TRAVAIL À FAIRE:
1. Condensez le paragraphe de l'entretien qui commence par « J'ai une proximité avec D. de Villepin », en conservant ses faits principaux.
2. Poursuivez l'entretien à partir de sa dernière phrase.

EXTRAIT RETENU:
=======

Q- Peut-on dire que le gaulliste que vous êtes se reconnaît davantage dans le "style Villepin" qu'il ne se reconnaissait dans le "style Raffarin" ?
R- J'ai une proximité avec D. de Villepin, qui vient de notre collaboration autour du président de la République, de J. Chirac, mais aussi de ce langage, de cette méthode qui est le langage et la méthode propre à D. de Villepin : la vérité, l'efficacité et la culture du résultat. C'est ce qui est important.
Q- Beaucoup de ces mesures vont sans doute être prises par décret ou par ordonnance, c'est-à-dire sans passer par l'Assemblée nationale. Cela pourrait a priori blesser le président de l'Assemblée nationale que vous êtes ?

=======

DONNÉES EXTRAITES:
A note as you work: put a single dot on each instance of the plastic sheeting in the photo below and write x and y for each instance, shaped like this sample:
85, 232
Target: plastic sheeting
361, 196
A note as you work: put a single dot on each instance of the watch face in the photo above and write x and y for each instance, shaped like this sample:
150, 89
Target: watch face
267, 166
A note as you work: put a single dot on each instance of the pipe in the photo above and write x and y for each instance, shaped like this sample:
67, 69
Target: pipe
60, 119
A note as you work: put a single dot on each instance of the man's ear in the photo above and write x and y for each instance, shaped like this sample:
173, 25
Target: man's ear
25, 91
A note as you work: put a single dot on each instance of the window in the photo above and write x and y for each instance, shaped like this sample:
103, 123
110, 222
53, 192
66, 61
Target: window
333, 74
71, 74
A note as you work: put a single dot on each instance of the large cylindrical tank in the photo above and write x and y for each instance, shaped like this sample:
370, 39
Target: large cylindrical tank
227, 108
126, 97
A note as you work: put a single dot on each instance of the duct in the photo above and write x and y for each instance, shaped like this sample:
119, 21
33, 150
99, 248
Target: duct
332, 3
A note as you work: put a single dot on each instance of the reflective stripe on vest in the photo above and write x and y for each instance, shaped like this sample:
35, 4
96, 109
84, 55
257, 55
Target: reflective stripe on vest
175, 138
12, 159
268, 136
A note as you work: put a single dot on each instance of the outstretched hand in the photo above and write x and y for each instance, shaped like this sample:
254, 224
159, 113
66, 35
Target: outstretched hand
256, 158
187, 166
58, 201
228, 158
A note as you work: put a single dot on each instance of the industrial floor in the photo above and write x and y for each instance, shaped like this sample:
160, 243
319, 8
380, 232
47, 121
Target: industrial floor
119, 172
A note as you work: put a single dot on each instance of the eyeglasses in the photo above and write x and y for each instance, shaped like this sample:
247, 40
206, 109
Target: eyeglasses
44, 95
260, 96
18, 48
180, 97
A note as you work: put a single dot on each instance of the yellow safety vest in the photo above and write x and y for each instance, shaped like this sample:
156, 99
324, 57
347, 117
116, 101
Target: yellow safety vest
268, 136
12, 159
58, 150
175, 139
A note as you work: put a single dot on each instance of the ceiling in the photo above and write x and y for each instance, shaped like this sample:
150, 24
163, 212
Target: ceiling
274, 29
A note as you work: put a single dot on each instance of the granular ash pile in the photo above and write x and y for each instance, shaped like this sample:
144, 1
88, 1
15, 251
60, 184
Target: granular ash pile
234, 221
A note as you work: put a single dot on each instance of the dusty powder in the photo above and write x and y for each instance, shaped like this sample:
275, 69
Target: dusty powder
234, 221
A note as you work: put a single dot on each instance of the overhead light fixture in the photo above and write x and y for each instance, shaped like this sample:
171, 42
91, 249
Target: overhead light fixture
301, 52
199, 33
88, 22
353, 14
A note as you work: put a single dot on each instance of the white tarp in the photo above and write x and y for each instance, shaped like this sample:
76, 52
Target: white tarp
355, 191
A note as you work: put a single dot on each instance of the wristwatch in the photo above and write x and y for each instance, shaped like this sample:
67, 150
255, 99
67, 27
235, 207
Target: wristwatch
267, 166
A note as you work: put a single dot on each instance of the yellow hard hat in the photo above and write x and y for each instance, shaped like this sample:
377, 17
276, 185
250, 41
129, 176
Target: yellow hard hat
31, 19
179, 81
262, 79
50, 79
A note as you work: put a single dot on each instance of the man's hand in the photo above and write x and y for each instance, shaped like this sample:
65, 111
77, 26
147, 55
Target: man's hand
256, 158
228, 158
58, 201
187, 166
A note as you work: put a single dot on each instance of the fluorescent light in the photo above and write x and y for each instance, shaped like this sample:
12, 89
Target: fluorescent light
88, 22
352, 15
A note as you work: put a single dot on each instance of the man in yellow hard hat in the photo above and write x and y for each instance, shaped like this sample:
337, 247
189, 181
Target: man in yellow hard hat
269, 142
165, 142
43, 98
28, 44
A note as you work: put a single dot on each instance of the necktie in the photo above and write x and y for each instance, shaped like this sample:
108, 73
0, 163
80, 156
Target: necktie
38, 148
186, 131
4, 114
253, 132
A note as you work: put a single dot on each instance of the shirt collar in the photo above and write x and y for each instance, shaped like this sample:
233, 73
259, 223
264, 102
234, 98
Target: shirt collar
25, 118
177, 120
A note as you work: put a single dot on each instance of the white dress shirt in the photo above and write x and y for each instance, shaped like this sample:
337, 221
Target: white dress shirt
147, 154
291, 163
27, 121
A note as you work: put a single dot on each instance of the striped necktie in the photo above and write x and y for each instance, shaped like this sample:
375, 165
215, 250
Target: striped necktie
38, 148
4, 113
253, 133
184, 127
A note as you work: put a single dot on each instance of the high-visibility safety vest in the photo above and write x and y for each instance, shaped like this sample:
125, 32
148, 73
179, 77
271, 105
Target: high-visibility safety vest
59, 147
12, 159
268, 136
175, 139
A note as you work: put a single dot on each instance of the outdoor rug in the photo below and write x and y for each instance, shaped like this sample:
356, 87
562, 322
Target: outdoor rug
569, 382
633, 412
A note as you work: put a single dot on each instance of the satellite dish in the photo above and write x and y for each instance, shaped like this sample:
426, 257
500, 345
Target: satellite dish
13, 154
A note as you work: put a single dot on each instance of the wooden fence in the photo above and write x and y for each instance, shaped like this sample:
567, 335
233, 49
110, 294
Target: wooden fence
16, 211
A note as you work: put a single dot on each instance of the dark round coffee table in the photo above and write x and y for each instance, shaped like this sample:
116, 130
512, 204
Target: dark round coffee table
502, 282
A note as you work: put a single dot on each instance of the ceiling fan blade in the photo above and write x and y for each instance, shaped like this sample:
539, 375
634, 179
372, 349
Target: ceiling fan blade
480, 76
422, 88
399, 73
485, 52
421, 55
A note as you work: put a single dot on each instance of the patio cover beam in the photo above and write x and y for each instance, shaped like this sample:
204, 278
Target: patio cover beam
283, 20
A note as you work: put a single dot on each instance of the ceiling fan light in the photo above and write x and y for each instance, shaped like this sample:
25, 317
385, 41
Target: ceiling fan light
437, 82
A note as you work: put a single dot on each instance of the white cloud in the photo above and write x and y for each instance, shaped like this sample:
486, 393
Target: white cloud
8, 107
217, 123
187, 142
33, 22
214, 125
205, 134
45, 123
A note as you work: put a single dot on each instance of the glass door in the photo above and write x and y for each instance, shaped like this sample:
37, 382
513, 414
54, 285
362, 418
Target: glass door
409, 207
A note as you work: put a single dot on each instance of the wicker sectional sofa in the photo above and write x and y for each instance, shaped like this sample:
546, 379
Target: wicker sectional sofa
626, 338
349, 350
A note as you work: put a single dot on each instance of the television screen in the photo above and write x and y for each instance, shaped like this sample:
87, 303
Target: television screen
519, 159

=======

RÉPONSES ATTENDUES:
1. Je suis proche de D. de Villepin, d'abord par notre collaboration auprès du président de la République, J. Chirac, ensuite par son langage et sa méthode : la vérité, l'efficacité et la culture du résultat. C'est l'essentiel.

2.
R- Si telle était le cas, ce n'est pas la première fois dans l'histoire de France et, encore une fois, je viens de vous dire qu'il y a la culture du résultat. Les Français attendent, ils veulent des résultats rapides. Alors, on peut passer par l'Assemblée nationale, je pense que c'est une bonne méthode. Mais si la Constitution prévoit d'autres possibilités, ce qui m'importe aujourd'hui, ce n'est pas de sauvegarder mon pré carré, ce qui m'importe aujourd'hui, c'est que dans trois mois, les Français puissent dire "Ils nous ont entendu, cela va mieux" et que les mesures qui sont prises, parce qu'elles sont simples, parce qu'elles sont efficaces, parce qu'elles sont faciles à mettre en uvre, parce qu'elles sont rapides, commencent à régler les problèmes auxquels nous sommes confrontés, auxquels nos enfants sont confrontés.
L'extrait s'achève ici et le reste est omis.